▶ _Goal_: Turn the data from the line containing "The service MUST place one dot on the red and" through the line containing "x=287, y=142", inclusive, into a Markdown table with columns Row and Text. Put a running row number under Row and each line under Text, leaving out blank lines.

▶ _The data_:
* begin *
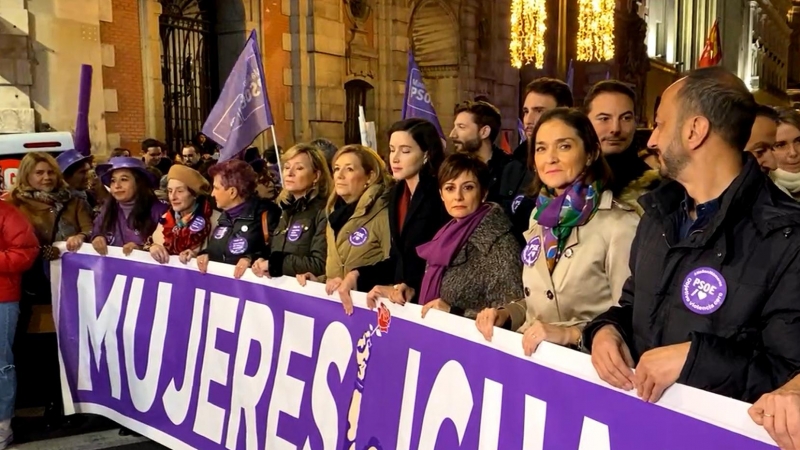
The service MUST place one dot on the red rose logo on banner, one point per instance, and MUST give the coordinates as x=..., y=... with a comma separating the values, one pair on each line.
x=384, y=318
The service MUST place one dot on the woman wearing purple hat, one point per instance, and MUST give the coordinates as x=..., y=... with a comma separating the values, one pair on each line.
x=76, y=167
x=130, y=216
x=56, y=215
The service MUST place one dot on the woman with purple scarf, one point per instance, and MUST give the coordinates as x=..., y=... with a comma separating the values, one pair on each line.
x=130, y=216
x=578, y=243
x=473, y=261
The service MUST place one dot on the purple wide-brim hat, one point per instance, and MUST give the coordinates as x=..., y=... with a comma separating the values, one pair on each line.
x=70, y=158
x=105, y=170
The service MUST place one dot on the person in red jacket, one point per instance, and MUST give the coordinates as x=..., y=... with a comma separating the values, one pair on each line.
x=19, y=248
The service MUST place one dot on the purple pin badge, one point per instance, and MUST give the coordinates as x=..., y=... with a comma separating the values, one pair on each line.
x=237, y=245
x=531, y=251
x=704, y=290
x=219, y=233
x=294, y=232
x=359, y=237
x=197, y=224
x=515, y=203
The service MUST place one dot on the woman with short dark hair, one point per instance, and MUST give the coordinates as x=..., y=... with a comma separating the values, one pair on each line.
x=472, y=262
x=578, y=243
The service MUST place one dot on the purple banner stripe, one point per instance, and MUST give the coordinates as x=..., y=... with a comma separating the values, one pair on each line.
x=203, y=361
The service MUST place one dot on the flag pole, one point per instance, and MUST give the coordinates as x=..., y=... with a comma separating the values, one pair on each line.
x=278, y=154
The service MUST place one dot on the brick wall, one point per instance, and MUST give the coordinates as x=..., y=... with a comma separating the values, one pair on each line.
x=125, y=76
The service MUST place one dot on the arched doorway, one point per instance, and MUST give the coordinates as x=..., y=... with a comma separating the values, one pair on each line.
x=189, y=67
x=357, y=93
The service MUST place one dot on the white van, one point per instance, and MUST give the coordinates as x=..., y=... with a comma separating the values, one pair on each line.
x=13, y=148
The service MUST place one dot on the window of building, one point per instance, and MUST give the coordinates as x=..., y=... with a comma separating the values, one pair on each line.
x=662, y=30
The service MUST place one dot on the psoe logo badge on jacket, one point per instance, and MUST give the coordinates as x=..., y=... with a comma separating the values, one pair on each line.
x=704, y=290
x=238, y=245
x=295, y=232
x=531, y=251
x=359, y=237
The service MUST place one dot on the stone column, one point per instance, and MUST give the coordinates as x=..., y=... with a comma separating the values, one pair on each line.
x=631, y=60
x=16, y=75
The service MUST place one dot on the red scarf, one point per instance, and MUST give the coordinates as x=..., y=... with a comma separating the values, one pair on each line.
x=192, y=234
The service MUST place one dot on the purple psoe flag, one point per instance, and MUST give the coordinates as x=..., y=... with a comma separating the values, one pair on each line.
x=417, y=102
x=82, y=142
x=242, y=111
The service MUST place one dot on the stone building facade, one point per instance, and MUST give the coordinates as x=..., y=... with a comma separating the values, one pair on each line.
x=793, y=78
x=753, y=36
x=160, y=64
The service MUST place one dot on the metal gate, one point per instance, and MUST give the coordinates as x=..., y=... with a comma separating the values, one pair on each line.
x=188, y=67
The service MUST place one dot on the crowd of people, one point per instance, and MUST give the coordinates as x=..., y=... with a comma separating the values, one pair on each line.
x=679, y=264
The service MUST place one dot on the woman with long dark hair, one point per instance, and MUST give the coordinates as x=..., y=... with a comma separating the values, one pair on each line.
x=416, y=211
x=578, y=243
x=129, y=218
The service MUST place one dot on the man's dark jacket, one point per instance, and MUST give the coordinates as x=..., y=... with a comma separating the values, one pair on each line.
x=751, y=344
x=510, y=178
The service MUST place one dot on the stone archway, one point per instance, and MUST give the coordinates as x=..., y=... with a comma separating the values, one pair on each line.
x=435, y=40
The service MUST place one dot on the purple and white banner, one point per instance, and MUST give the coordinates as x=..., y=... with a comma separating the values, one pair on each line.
x=197, y=361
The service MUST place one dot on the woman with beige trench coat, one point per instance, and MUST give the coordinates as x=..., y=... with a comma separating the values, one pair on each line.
x=575, y=260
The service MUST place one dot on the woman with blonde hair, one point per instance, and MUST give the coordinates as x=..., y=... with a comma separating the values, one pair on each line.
x=185, y=229
x=298, y=243
x=358, y=218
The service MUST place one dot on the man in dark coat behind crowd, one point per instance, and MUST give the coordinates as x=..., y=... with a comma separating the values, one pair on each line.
x=475, y=128
x=712, y=298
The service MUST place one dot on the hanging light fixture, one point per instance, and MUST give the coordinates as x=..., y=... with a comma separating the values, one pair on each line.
x=595, y=30
x=527, y=32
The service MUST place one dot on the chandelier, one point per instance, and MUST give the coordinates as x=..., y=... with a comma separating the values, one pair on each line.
x=595, y=30
x=527, y=32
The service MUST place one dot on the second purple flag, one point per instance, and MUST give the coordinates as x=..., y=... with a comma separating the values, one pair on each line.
x=417, y=102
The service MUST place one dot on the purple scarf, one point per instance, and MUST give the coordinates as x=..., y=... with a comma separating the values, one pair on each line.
x=441, y=250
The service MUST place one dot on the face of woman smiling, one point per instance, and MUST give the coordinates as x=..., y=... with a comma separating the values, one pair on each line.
x=349, y=177
x=123, y=185
x=559, y=155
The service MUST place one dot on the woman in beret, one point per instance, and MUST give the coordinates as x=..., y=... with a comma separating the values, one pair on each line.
x=185, y=229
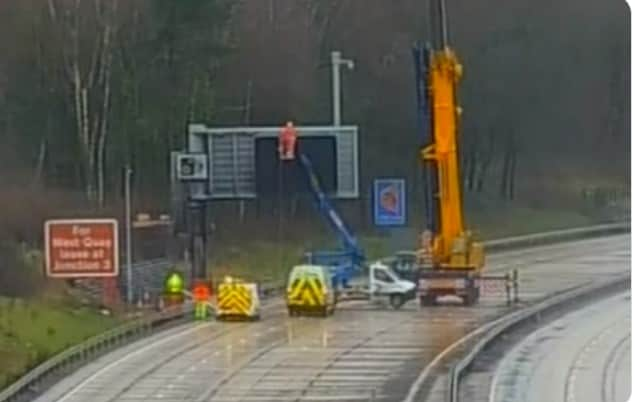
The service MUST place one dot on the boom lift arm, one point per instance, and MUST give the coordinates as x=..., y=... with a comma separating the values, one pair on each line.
x=346, y=261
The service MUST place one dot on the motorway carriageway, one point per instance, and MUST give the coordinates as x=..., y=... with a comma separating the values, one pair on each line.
x=362, y=353
x=582, y=357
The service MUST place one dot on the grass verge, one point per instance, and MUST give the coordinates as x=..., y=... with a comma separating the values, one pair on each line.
x=33, y=330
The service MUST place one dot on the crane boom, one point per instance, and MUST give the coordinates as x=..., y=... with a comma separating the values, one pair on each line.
x=450, y=247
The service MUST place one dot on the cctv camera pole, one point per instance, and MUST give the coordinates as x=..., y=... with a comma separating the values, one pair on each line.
x=128, y=175
x=336, y=63
x=336, y=60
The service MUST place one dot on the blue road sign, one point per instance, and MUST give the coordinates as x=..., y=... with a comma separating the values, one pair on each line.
x=389, y=202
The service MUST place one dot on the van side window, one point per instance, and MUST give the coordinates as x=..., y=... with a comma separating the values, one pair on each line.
x=382, y=276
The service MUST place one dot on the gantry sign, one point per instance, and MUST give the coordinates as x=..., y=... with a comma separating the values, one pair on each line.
x=231, y=159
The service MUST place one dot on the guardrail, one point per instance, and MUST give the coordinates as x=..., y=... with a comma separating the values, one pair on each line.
x=519, y=317
x=70, y=359
x=556, y=236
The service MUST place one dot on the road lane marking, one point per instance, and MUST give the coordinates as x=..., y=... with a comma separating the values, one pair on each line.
x=117, y=362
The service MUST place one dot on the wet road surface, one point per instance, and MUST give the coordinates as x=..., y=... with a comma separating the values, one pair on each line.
x=364, y=352
x=582, y=357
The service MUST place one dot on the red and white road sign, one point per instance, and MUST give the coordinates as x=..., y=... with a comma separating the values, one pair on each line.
x=81, y=248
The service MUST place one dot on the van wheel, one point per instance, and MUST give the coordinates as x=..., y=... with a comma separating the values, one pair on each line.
x=396, y=301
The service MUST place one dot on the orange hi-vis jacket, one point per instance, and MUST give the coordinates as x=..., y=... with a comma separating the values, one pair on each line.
x=287, y=142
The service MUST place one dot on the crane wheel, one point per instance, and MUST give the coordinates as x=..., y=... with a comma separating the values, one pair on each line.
x=428, y=300
x=396, y=301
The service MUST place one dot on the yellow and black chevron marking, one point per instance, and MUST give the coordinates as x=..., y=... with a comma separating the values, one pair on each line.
x=306, y=292
x=234, y=299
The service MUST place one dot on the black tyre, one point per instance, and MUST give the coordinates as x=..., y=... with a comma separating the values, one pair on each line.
x=397, y=300
x=428, y=300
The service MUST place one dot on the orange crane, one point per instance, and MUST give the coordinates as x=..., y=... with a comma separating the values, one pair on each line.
x=450, y=258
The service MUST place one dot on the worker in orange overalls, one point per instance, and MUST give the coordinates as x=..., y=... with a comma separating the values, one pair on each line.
x=201, y=293
x=287, y=141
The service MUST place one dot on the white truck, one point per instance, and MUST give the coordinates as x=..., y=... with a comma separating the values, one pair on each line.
x=380, y=284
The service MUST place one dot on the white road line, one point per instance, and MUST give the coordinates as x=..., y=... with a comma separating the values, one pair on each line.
x=99, y=372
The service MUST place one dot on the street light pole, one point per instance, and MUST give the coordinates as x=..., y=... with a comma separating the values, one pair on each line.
x=128, y=176
x=336, y=62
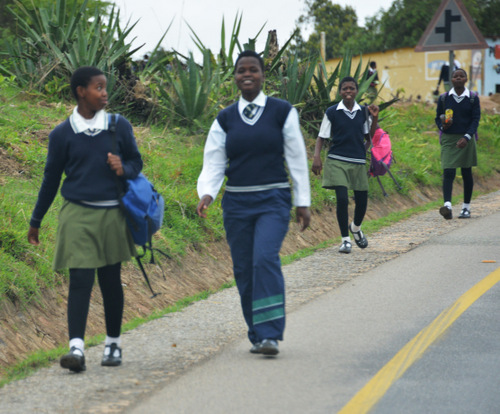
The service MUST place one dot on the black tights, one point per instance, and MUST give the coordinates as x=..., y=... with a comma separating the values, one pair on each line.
x=448, y=178
x=81, y=282
x=361, y=203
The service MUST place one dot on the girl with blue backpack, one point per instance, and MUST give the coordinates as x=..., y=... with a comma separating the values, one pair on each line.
x=92, y=233
x=348, y=127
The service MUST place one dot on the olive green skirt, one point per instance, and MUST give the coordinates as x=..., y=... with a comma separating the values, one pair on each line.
x=90, y=238
x=453, y=157
x=345, y=174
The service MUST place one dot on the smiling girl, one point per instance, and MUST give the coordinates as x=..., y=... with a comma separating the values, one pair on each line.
x=347, y=125
x=252, y=142
x=92, y=232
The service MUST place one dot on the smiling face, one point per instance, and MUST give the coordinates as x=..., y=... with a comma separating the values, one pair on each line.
x=459, y=79
x=93, y=97
x=348, y=92
x=249, y=77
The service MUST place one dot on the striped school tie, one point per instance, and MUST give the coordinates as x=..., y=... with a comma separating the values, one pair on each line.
x=249, y=111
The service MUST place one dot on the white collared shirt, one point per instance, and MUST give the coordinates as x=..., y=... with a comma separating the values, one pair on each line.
x=90, y=127
x=325, y=129
x=215, y=158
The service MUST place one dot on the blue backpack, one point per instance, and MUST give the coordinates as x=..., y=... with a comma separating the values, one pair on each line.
x=143, y=208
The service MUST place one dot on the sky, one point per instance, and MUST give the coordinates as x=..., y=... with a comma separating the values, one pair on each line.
x=205, y=18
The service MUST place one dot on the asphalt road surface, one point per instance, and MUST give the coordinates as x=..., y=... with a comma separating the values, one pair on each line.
x=418, y=334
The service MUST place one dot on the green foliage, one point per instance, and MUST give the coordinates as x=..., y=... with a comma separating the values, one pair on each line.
x=59, y=38
x=173, y=158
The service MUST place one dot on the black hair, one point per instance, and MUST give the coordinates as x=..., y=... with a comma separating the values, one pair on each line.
x=82, y=77
x=348, y=79
x=250, y=53
x=463, y=70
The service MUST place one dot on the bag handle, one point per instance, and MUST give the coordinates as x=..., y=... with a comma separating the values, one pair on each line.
x=114, y=150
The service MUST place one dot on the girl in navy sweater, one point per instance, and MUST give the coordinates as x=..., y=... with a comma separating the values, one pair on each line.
x=92, y=232
x=249, y=142
x=347, y=125
x=457, y=117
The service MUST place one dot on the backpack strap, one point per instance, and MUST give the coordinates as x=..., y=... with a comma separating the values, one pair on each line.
x=367, y=116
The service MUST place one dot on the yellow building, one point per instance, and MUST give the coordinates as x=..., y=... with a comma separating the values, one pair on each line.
x=414, y=75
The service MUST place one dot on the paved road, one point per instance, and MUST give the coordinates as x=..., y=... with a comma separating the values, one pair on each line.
x=352, y=347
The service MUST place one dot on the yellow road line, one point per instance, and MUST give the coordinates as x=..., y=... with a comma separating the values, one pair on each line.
x=375, y=389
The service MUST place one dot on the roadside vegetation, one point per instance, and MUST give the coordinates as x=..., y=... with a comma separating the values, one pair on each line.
x=171, y=100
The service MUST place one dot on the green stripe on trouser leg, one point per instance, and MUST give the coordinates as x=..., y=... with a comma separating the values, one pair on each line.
x=268, y=309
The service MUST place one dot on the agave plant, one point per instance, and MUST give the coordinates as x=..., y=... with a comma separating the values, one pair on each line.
x=59, y=39
x=187, y=89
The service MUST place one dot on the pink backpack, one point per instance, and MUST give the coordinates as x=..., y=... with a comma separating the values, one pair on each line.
x=381, y=153
x=381, y=157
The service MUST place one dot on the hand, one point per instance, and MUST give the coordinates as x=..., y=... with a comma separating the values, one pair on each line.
* end *
▶ _The reply_:
| Row | Text |
|---|---|
| 1 | The service MUST place one dot on the red and white road sign, one point per instance, and MUST give the coordinates as x=..., y=... with a comma separating the values, one pair on each line. |
| 2 | x=81, y=248 |
| 3 | The service MUST place one dot on the van wheel, one point per instance, and MUST give the coordinates as x=..., y=... with a comma separating the values, one pair on each line. |
| 4 | x=396, y=301 |
| 5 | The service MUST place one dot on the orange hi-vis jacket, one point per instance, and MUST give the coordinates as x=..., y=... with a comma separating the values, one pair on each line. |
| 6 | x=287, y=142 |